[Coordinate annotation entries]
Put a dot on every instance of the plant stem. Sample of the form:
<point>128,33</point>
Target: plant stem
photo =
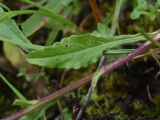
<point>95,10</point>
<point>105,70</point>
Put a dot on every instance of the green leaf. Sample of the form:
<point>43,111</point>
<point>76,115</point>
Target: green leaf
<point>78,50</point>
<point>14,54</point>
<point>119,51</point>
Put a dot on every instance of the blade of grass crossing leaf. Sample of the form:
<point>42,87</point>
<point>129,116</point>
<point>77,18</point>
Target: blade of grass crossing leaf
<point>66,54</point>
<point>95,79</point>
<point>16,92</point>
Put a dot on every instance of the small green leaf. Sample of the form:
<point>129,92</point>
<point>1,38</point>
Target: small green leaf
<point>78,50</point>
<point>24,103</point>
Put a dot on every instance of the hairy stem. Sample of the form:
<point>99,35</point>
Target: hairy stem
<point>95,11</point>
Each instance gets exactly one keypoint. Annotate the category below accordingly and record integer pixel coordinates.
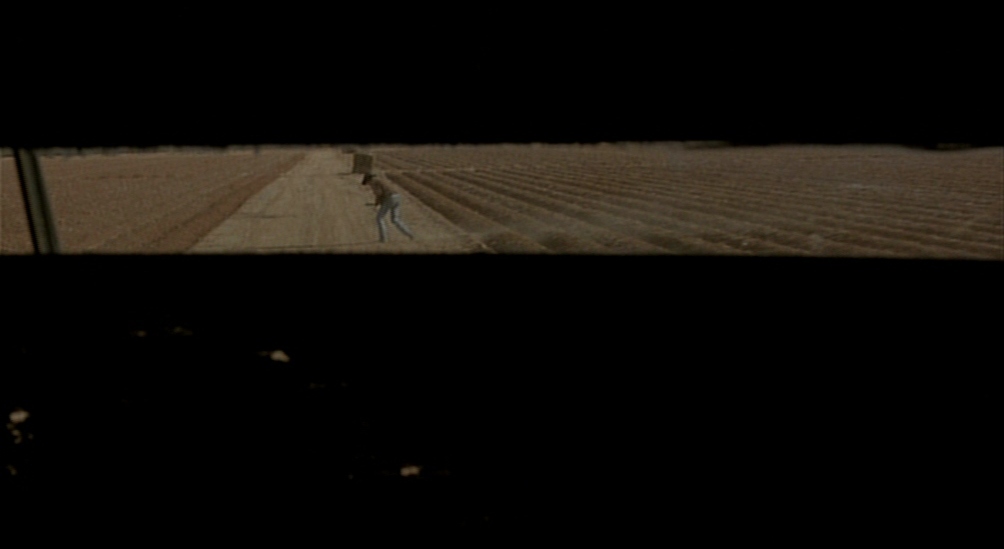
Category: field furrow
(710, 208)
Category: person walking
(388, 200)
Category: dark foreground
(714, 395)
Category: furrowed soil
(621, 199)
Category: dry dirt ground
(822, 201)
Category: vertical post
(361, 164)
(36, 203)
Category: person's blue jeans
(393, 205)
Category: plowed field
(822, 201)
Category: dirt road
(320, 207)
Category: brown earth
(847, 201)
(139, 202)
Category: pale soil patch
(319, 207)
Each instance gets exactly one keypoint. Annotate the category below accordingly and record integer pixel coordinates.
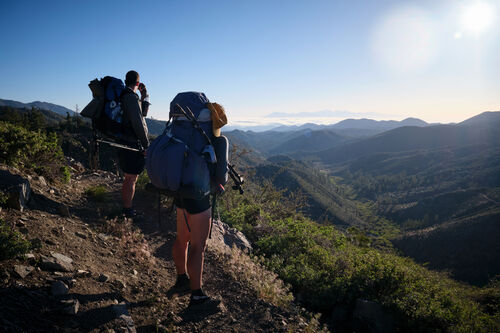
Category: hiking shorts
(193, 206)
(131, 162)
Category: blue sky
(388, 59)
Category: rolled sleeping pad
(221, 147)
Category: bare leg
(179, 250)
(128, 189)
(200, 227)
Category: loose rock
(23, 271)
(103, 278)
(63, 210)
(70, 306)
(81, 235)
(17, 188)
(57, 262)
(58, 288)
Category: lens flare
(477, 18)
(404, 40)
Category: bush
(327, 269)
(12, 244)
(66, 175)
(31, 150)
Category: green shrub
(327, 268)
(31, 150)
(66, 175)
(97, 193)
(142, 180)
(12, 244)
(3, 198)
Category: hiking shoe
(181, 286)
(129, 212)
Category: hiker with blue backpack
(189, 162)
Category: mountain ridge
(59, 109)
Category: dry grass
(241, 267)
(130, 240)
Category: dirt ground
(122, 270)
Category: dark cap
(131, 78)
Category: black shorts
(193, 206)
(131, 162)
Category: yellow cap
(218, 116)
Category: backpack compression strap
(195, 122)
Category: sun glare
(477, 18)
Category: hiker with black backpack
(189, 162)
(132, 162)
(117, 116)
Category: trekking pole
(118, 145)
(237, 179)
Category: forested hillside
(343, 267)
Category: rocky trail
(95, 271)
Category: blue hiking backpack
(182, 161)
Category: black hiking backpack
(105, 109)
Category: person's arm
(144, 99)
(131, 103)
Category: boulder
(230, 236)
(57, 262)
(17, 189)
(122, 313)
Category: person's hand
(143, 90)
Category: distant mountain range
(61, 110)
(477, 130)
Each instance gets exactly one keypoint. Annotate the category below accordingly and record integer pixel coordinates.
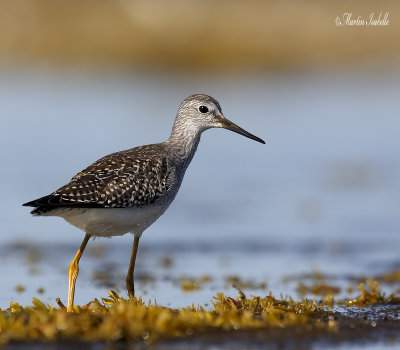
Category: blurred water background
(79, 80)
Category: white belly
(107, 222)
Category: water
(323, 194)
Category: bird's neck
(183, 142)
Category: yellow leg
(73, 273)
(129, 277)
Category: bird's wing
(124, 179)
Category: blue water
(323, 194)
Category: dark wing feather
(131, 178)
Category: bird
(127, 191)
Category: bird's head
(201, 112)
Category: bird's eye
(203, 109)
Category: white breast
(107, 222)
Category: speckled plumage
(129, 190)
(141, 177)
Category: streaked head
(204, 112)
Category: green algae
(117, 319)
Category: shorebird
(127, 191)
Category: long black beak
(227, 124)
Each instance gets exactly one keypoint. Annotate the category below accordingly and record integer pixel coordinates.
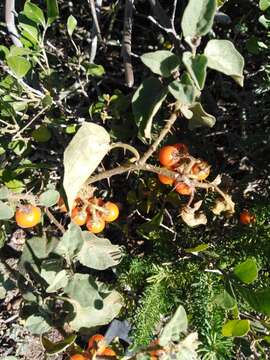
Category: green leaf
(29, 31)
(176, 326)
(247, 271)
(161, 62)
(35, 251)
(42, 134)
(6, 212)
(146, 102)
(198, 17)
(4, 52)
(197, 249)
(15, 185)
(200, 117)
(259, 300)
(220, 3)
(98, 253)
(18, 65)
(83, 289)
(71, 24)
(52, 11)
(94, 70)
(71, 242)
(87, 317)
(265, 21)
(183, 90)
(56, 348)
(4, 193)
(264, 4)
(17, 51)
(236, 328)
(60, 281)
(47, 100)
(223, 56)
(37, 324)
(225, 300)
(196, 66)
(50, 268)
(49, 198)
(82, 156)
(34, 13)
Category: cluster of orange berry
(94, 349)
(27, 216)
(93, 213)
(177, 158)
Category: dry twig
(126, 46)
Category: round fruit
(78, 216)
(28, 216)
(182, 148)
(61, 204)
(107, 352)
(158, 351)
(78, 357)
(95, 226)
(166, 180)
(169, 155)
(92, 342)
(112, 212)
(200, 170)
(183, 189)
(246, 217)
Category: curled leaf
(223, 205)
(82, 156)
(192, 217)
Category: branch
(160, 14)
(163, 133)
(94, 33)
(54, 221)
(95, 19)
(131, 168)
(31, 91)
(126, 46)
(10, 22)
(164, 22)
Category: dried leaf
(223, 205)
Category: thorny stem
(18, 134)
(126, 147)
(126, 46)
(54, 221)
(162, 135)
(95, 19)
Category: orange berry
(28, 216)
(112, 212)
(78, 357)
(200, 170)
(157, 352)
(107, 352)
(183, 189)
(94, 340)
(168, 155)
(166, 180)
(93, 344)
(182, 148)
(78, 216)
(246, 217)
(95, 226)
(61, 204)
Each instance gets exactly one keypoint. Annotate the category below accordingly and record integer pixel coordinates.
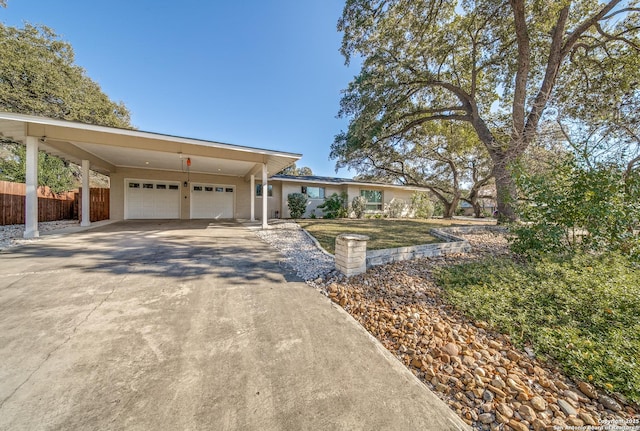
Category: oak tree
(38, 76)
(494, 64)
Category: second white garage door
(212, 201)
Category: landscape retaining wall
(453, 245)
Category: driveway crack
(58, 347)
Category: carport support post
(86, 205)
(31, 207)
(253, 197)
(265, 196)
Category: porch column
(253, 197)
(265, 196)
(86, 205)
(31, 207)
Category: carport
(153, 176)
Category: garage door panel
(152, 200)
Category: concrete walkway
(185, 326)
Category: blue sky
(265, 73)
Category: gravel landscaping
(12, 235)
(489, 382)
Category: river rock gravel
(299, 251)
(482, 376)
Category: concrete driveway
(187, 325)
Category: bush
(421, 205)
(297, 203)
(335, 206)
(359, 206)
(581, 311)
(579, 209)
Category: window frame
(259, 190)
(322, 193)
(373, 206)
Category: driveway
(188, 325)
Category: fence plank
(98, 204)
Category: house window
(259, 190)
(313, 192)
(374, 199)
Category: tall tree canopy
(444, 158)
(38, 77)
(494, 64)
(297, 171)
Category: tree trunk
(450, 207)
(506, 192)
(477, 209)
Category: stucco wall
(242, 195)
(312, 205)
(273, 203)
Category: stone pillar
(31, 200)
(351, 254)
(86, 202)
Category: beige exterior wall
(293, 187)
(117, 199)
(273, 203)
(352, 190)
(277, 203)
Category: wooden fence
(98, 204)
(51, 206)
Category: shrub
(421, 205)
(335, 206)
(580, 209)
(359, 206)
(582, 311)
(297, 203)
(397, 208)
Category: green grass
(383, 233)
(583, 312)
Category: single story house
(379, 195)
(157, 176)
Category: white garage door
(152, 199)
(212, 201)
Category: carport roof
(109, 148)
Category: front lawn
(580, 312)
(383, 233)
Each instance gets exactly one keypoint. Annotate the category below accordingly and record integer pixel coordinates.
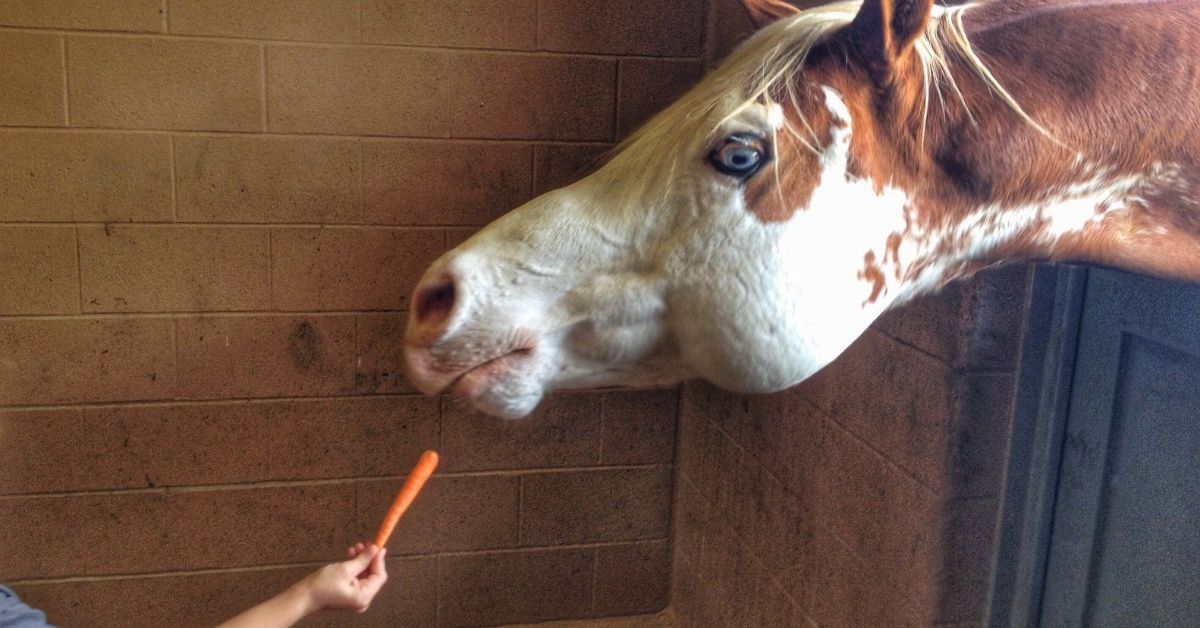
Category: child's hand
(348, 585)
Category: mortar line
(174, 193)
(270, 274)
(202, 314)
(595, 576)
(78, 269)
(66, 83)
(316, 136)
(315, 482)
(268, 567)
(443, 49)
(262, 85)
(203, 402)
(306, 226)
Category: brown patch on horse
(873, 274)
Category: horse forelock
(771, 67)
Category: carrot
(412, 486)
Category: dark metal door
(1125, 543)
(1103, 515)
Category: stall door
(1125, 537)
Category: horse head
(751, 231)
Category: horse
(841, 161)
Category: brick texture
(138, 83)
(85, 360)
(453, 23)
(667, 28)
(349, 269)
(268, 180)
(43, 270)
(48, 177)
(442, 183)
(156, 269)
(269, 19)
(141, 16)
(213, 214)
(375, 91)
(31, 73)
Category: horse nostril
(433, 303)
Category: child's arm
(348, 585)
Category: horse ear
(886, 30)
(763, 12)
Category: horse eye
(738, 155)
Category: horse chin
(507, 387)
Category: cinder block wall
(867, 496)
(211, 214)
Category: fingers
(377, 566)
(358, 564)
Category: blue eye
(738, 155)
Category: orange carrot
(412, 486)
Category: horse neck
(1115, 179)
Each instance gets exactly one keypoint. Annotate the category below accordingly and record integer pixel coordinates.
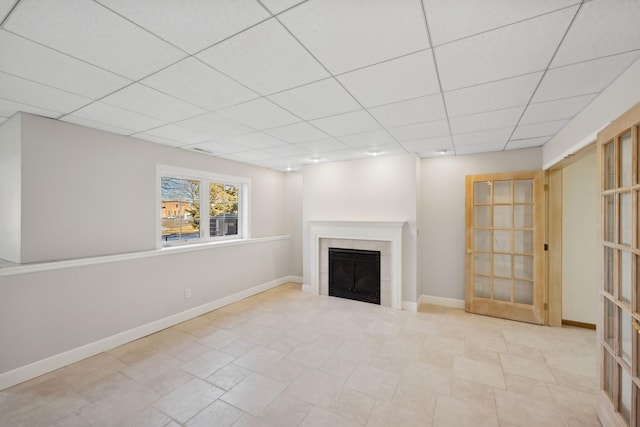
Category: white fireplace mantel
(389, 231)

#### Given problem:
Reproduce word for word the lines running from the line with "Category: horse nostril" through the end of the data, both included, and nothing else; leave out the pictures.

#### Task solution:
Category: horse nostril
(433, 303)
Category: child's arm
(348, 585)
Category: horse ear
(886, 30)
(763, 12)
Category: horse eye
(738, 155)
Category: horse chin
(507, 387)
Category: cinder block wall
(867, 496)
(211, 214)
Category: fingers
(377, 566)
(358, 564)
Category: blue eye
(738, 155)
Category: orange carrot
(412, 486)
Category: horse neck
(1115, 179)
Each instance gets exactly one keypoint. Annotate the category below accordingly and record integer pixel coordinates.
Category: white fireplace mantel
(389, 231)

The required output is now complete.